Entries from a dataset |
+===+

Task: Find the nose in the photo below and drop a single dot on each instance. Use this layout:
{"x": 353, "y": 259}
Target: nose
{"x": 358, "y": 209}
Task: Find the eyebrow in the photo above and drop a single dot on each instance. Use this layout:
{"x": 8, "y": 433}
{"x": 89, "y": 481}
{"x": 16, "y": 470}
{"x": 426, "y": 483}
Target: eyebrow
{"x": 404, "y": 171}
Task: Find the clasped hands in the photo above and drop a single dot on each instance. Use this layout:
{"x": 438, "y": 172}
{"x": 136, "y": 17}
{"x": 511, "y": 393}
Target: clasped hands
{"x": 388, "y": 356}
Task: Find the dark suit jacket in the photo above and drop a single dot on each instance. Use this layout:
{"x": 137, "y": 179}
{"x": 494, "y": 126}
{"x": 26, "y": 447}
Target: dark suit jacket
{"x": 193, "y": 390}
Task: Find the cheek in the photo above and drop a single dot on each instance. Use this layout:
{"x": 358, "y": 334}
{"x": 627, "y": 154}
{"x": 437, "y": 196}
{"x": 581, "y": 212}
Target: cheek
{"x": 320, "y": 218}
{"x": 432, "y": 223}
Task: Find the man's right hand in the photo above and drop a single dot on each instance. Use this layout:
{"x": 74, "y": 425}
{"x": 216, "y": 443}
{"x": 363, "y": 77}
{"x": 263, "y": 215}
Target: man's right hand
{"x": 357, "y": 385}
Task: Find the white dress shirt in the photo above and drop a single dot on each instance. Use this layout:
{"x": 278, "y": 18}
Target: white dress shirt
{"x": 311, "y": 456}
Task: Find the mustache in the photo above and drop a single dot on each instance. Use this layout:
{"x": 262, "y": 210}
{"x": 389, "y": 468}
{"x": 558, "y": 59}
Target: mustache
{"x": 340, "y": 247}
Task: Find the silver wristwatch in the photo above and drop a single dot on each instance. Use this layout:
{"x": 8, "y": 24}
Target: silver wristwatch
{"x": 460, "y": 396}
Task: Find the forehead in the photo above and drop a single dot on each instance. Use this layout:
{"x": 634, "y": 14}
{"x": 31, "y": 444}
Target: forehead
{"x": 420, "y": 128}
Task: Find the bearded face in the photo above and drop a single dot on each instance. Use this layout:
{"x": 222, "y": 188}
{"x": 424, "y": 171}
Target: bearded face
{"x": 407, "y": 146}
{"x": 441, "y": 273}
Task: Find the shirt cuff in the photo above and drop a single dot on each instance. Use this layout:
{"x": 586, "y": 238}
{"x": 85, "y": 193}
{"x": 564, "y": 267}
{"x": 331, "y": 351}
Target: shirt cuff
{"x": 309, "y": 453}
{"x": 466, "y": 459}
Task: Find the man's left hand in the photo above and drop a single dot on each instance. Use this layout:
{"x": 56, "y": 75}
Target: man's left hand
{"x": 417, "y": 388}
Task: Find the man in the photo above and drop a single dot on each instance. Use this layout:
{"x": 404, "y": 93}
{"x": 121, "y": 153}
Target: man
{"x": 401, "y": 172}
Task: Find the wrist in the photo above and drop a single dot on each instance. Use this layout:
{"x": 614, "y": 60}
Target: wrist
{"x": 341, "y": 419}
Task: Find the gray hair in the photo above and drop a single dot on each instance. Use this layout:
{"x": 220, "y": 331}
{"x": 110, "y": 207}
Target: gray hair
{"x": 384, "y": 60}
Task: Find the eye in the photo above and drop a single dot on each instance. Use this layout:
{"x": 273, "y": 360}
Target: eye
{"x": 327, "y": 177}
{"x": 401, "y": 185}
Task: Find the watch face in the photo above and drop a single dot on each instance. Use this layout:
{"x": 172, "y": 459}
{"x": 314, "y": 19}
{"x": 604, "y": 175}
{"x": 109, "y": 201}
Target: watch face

+===+

AIM |
Rewrite the part of the data that opens with the line containing "Task: Find the wrist" and closes at the end of the data, replacing "gray hair" with "white hair" and changing nothing else.

FINAL RESULT |
Task: Find the wrist in the photo above and drop a single dot on each instance. Use this layout:
{"x": 614, "y": 60}
Target: wrist
{"x": 341, "y": 419}
Task: Find the white hair in the photo above and drop a single dot on each instance. Use this layout:
{"x": 220, "y": 331}
{"x": 110, "y": 207}
Target: white hair
{"x": 384, "y": 60}
Task: Find the eye in the photo above and drop a single dot on each instance. Use this layout:
{"x": 273, "y": 360}
Target: eye
{"x": 327, "y": 177}
{"x": 401, "y": 185}
Task: Find the watch face in the photo above and drop a single dot on each instance. Use this layout:
{"x": 172, "y": 459}
{"x": 314, "y": 19}
{"x": 604, "y": 175}
{"x": 109, "y": 201}
Target: watch face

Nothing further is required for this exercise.